(Excerpts of location labeling records)
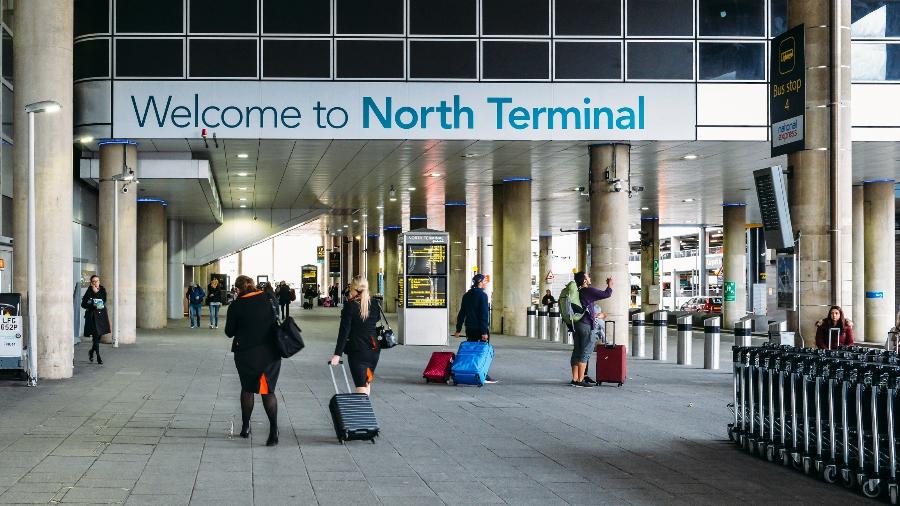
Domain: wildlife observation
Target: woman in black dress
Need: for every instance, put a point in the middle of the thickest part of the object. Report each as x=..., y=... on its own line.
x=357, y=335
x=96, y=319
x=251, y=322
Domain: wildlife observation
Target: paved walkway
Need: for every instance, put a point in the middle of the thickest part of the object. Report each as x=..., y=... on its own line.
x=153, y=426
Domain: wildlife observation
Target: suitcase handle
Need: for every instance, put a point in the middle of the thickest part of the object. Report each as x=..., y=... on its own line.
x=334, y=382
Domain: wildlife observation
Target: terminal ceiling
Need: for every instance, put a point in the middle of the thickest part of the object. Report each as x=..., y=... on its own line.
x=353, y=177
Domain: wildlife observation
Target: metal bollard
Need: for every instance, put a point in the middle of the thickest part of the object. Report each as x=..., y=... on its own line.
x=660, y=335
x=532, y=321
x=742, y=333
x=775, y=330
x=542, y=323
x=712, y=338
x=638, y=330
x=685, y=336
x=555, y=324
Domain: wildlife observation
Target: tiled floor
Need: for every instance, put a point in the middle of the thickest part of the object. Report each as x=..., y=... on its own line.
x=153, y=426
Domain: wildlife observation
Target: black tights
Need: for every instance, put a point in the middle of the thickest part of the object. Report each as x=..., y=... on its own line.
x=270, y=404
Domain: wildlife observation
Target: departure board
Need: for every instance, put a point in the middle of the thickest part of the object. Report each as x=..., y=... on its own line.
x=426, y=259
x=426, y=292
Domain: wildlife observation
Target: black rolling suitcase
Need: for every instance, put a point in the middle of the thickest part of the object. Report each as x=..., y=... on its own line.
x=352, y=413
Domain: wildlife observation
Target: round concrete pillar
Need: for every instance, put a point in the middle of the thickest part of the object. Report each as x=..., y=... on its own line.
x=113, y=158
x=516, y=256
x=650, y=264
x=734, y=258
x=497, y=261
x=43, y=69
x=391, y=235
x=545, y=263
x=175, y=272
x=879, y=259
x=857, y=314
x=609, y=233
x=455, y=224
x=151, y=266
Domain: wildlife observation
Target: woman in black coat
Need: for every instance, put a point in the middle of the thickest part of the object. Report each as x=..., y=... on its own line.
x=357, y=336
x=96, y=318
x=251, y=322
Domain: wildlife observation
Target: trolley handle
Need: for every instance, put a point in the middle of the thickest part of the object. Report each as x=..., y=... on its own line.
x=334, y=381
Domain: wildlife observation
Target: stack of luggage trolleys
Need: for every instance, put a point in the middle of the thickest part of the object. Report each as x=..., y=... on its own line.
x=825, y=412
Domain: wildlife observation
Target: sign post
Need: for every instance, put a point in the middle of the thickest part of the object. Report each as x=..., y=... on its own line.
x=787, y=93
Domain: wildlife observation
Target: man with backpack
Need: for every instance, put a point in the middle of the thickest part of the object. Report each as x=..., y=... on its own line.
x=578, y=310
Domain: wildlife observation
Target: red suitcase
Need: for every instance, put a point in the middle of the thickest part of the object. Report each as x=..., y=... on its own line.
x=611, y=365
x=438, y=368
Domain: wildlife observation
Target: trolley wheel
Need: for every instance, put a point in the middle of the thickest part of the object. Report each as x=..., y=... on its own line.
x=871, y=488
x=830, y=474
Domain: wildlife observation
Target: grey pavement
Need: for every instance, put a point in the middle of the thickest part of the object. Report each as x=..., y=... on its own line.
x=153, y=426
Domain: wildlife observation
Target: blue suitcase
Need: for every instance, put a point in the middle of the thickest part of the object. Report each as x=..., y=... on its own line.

* * *

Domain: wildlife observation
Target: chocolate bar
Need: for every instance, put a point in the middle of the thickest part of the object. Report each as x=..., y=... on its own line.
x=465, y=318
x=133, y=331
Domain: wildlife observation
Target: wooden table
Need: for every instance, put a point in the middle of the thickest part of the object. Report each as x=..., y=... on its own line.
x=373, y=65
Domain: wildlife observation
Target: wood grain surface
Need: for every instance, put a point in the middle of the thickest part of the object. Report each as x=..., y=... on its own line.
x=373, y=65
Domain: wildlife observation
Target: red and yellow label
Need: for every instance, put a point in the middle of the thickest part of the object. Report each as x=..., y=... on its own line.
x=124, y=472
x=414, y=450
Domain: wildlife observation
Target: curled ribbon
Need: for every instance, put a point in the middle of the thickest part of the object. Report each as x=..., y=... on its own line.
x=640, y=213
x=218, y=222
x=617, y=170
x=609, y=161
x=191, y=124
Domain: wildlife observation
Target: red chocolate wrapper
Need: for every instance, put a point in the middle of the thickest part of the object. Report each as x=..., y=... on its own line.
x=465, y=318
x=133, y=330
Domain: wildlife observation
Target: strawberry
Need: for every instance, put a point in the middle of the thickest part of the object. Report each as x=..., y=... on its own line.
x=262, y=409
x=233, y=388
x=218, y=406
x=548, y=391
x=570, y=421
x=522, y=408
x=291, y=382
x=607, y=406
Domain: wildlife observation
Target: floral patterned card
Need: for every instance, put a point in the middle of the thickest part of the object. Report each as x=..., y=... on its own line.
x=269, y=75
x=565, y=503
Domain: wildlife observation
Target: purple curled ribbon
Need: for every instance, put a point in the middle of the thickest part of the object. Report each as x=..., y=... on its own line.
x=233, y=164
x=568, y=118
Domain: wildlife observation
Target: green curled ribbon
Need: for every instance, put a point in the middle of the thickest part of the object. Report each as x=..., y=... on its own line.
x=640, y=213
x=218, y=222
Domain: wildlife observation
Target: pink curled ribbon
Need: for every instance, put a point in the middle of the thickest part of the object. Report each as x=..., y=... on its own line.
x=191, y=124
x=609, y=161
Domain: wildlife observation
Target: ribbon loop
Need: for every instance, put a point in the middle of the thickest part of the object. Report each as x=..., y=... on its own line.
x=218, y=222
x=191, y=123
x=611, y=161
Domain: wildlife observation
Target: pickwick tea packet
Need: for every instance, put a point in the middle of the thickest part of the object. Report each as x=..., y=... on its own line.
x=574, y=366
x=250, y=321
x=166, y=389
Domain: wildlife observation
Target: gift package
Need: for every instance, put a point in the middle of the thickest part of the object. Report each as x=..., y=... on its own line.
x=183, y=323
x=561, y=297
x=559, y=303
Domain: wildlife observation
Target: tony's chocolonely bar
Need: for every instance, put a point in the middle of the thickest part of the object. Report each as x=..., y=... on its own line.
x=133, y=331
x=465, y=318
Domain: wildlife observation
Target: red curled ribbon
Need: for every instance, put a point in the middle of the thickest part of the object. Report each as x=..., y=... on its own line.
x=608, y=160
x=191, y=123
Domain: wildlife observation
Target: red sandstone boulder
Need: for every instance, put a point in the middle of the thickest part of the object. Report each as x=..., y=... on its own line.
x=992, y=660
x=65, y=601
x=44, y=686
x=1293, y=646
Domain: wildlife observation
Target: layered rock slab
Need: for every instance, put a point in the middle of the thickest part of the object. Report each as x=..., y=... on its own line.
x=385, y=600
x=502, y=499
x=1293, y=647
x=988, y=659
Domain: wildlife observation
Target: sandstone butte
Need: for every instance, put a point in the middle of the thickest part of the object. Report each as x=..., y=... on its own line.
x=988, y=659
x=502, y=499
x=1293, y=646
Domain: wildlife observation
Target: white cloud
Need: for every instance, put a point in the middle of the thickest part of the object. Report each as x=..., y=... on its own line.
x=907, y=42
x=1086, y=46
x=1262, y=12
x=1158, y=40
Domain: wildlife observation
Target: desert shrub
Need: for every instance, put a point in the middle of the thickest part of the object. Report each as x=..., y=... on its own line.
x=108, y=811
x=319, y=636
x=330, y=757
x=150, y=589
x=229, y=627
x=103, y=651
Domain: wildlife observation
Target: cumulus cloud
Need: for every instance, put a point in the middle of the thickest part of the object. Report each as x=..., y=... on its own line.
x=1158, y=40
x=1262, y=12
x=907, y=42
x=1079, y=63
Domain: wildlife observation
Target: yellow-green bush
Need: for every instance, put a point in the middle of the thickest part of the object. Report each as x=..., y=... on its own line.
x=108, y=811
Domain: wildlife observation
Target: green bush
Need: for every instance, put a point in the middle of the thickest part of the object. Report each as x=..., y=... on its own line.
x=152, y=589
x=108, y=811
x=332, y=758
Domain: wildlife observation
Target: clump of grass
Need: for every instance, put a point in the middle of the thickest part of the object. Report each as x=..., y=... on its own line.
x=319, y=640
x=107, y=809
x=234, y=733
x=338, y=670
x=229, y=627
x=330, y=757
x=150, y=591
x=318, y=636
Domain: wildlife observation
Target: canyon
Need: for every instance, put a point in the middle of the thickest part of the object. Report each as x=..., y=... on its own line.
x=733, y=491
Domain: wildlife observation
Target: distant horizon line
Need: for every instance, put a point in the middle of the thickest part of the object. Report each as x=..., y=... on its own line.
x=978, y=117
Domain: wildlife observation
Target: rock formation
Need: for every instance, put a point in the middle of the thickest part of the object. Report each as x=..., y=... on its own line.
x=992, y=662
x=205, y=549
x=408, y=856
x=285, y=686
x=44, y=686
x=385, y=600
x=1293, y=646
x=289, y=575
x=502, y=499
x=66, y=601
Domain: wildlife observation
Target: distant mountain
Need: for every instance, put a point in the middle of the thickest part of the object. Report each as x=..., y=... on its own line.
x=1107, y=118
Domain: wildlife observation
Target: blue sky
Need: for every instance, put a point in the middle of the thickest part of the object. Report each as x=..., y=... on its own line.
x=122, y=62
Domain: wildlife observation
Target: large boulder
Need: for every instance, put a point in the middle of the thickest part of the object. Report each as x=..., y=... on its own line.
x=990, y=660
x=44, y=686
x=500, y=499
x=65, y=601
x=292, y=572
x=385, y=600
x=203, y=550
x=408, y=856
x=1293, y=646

:: OBJECTIVE ::
List every line in the records above that contains the word "rock".

:: ANSWER TO THE TASK ::
Target: layered rock slab
Target: rock formation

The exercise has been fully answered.